-- Exercise requirements --
(a) In the forum thread about shipping a box from the US to Dubai, how long does saraswat say USPS boxes from family take to arrive?
(b) Write the next part of the forum thread about shipping a box from the US to Dubai, picking up after its final line.

-- Document segment --
--------------------------------------------------

# Shipping a box from the US to Dubai



## elliedxb (Jan 20, 2013)

Hey guys,

Would any of you know of a good door-to-door company that ships large boxes (think 18x24x18 inches) by sea from the US (East Coast) to Dubai? I don't need an entire container, I just need one of those BB Boxes filled with stuff my family can get me for a quarter of the price of the same goods here. I don't mind that it will take a month to get here, as long as I don't have to pay an arm and a leg for it! Thanks in advance!


----------



## saraswat (Apr 28, 2012)

I recently got in a shipment of stuff from the US (golf merchandise), it was a less than container load (LCL), which is what you are looking into. I could forward you the info of the company I used, but honestly for the size of shipment that you looking to get in, it would just be cheaper/better to go for people like FedEx, DHL, UPS. After all the local charges I paid, it wasn't all that much cheaper than using the aforementioned companies..


----------



## Jynxgirl (Nov 27, 2009)

USPS will ship to the emirates post system. You need to have a po box here. If you dont, you can have it sent to your work address if they will allow it. Cheapest way. Fedex, DHL and other service are quite a bit more expensive.


----------



## elliedxb (Jan 20, 2013)

Thanks for your replies. I'll probably just use USPS. Will post my experience here for anyone who might be interested.


----------



## saraswat (Apr 28, 2012)

Oh yeah .. forgot about them lol.. whenever my family sends USPS boxes out from there they arrive within 10-12 days.. and sometimes there are customs charges sometimes not.. also if all the stuff fits you might want to use the 60$ flat rate box.. basically stuff the darn thing to the gills and as long it fits (closes, doesn't rip etc) it's a flat 60$ charge...


----------



## XDoodlebugger (Jan 24, 2012)

These guys are good.

Shop and Ship :: Home


----------



## marouane (Jun 10, 2013)

saraswat said:


> I recently got in a shipment of stuff from the US (golf merchandise), it was a less than container load (LCL), which is what you are looking into. I could forward you the info of the company I used, but honestly for the size of shipment that you looking to get in, it would just be cheaper/better to go for people like FedEx, DHL, UPS. After all the local charges I paid, it wasn't all that much cheaper than using the aforementioned companies..

--------------------------------------------------

-- Excerpted records --
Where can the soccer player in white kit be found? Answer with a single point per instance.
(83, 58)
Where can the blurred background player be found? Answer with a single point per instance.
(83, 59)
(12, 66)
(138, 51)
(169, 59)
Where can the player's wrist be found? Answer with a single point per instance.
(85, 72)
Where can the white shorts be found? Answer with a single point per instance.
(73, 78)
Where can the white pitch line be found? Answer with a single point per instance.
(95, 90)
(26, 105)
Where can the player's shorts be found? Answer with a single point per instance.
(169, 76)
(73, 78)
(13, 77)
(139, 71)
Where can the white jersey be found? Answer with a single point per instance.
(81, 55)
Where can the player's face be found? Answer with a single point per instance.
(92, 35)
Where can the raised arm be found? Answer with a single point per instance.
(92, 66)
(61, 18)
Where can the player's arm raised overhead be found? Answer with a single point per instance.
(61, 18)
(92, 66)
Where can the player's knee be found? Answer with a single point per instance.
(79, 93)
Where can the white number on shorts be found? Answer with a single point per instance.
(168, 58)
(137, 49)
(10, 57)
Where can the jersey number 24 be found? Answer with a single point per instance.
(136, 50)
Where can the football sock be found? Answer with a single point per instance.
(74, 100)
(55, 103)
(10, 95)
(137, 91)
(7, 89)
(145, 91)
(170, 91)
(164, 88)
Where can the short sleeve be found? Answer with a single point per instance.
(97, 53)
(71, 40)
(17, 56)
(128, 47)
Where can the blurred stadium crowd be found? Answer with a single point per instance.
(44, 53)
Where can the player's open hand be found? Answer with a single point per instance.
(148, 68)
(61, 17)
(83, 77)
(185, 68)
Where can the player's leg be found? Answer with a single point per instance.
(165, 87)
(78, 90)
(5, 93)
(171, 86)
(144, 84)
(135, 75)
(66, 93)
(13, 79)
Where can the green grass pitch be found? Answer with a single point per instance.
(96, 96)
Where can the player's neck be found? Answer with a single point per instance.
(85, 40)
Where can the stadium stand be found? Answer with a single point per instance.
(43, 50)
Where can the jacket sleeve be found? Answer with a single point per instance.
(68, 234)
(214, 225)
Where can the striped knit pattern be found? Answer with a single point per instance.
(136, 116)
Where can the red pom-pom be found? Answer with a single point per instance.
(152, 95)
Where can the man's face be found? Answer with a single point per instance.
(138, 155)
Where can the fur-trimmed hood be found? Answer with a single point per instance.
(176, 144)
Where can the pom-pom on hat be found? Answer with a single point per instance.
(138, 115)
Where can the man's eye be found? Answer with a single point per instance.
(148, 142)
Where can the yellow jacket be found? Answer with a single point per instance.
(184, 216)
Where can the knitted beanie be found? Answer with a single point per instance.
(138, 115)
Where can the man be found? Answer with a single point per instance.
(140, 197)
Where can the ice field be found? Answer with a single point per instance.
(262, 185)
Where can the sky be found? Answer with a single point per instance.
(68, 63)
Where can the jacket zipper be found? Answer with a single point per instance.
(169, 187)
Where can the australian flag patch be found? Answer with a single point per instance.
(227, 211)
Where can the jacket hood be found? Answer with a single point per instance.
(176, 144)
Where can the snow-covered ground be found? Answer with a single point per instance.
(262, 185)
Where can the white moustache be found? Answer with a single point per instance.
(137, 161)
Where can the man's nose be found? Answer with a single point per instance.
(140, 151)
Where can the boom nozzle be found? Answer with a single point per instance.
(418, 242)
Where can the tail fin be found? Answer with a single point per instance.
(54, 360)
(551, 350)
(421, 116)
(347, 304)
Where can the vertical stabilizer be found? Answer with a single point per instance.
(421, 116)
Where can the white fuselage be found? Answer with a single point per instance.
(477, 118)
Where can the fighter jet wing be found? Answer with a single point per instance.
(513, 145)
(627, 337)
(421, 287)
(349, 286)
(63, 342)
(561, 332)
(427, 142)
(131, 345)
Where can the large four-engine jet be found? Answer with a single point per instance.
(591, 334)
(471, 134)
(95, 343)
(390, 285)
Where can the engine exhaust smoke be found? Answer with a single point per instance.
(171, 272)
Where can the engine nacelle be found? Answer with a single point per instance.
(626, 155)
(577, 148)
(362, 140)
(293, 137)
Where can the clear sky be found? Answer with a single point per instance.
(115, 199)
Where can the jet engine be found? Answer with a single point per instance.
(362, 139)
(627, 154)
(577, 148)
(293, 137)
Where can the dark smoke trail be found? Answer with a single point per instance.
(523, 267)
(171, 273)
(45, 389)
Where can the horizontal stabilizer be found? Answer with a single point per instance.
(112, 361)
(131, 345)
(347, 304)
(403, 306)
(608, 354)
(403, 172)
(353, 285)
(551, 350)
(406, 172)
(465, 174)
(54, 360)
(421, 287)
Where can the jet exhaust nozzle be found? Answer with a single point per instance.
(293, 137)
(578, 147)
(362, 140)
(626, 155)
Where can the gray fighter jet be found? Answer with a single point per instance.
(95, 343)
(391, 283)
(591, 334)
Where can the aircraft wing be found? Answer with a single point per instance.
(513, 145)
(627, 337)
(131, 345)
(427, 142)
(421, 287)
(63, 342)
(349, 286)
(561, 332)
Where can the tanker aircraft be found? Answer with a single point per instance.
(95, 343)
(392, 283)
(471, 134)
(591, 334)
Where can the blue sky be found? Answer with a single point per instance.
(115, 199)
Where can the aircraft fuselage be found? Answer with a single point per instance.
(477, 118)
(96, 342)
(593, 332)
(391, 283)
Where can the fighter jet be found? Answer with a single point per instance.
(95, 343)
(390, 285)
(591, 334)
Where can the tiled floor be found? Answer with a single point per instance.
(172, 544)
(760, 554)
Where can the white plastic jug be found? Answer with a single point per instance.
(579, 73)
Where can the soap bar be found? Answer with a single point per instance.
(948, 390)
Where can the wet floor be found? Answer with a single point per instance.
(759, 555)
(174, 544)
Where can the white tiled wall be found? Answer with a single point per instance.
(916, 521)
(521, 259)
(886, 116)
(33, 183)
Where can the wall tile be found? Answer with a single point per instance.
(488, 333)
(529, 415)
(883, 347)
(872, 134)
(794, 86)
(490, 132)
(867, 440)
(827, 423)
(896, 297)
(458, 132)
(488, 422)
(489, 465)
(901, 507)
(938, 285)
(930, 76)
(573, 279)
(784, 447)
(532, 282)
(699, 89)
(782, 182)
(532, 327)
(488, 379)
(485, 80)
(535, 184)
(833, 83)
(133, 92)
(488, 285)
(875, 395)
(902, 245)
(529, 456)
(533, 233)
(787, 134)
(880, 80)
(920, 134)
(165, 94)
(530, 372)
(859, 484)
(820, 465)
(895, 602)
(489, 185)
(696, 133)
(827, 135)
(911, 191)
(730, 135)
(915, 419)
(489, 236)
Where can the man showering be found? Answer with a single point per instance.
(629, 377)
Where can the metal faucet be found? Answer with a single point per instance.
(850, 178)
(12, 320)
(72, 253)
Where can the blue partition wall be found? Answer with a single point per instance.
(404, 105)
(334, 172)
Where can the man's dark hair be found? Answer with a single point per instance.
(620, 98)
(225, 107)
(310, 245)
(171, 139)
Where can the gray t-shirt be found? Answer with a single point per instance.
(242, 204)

--------------------------------------------------

-- In response --
(a) Within 10-12 days.

(b)
Could you please provide with the name of the company.. I desperately looking for a reliable one to ship LCL from NY to the UAE. thank you.


----------



## saraswat (Apr 28, 2012)

marouane said:


> Could you please provide with the name of the company.. I desperately looking for a reliable one to ship LCL from NY to the UAE. thank you.


Hey, couldn't send you a private message so posting on here. The company I used was agility logistics, the shipment was from Ga to Dxb. 
Agility - A New Logistics Leader
They have a local office here and their quote was the cheapest. Do remember to opt for door to door service, I didn't, which i regretted. Getting the paperwork and all that sorted out here is a huge hassle and kinda expensive anyway, let them take care of that ....


----------



## Maddy14 (Nov 13, 2020)

Jynxgirl said:


> USPS will ship to the emirates post system. You need to have a po box here. If you dont, you can have it sent to your work address if they will allow it. Cheapest way. Fedex, DHL and other service are quite a bit more expensive.


----------



## Maddy14 (Nov 13, 2020)

@Jynxgirl i have a package from us and it is almost one month. The shipper called usps and it is already left their country. I called post office they are saying they haven't receive it. Is there any way that i can call or something. My package doesn't have a postal code i only given my address here in dubai..hope you can help me...


----------



## Stevesolar (Dec 21, 2012)

Hi,
if you are in Dubai - then you need to check at the Karama central post office - this is where parcels without P.O. Boxes are normally kept.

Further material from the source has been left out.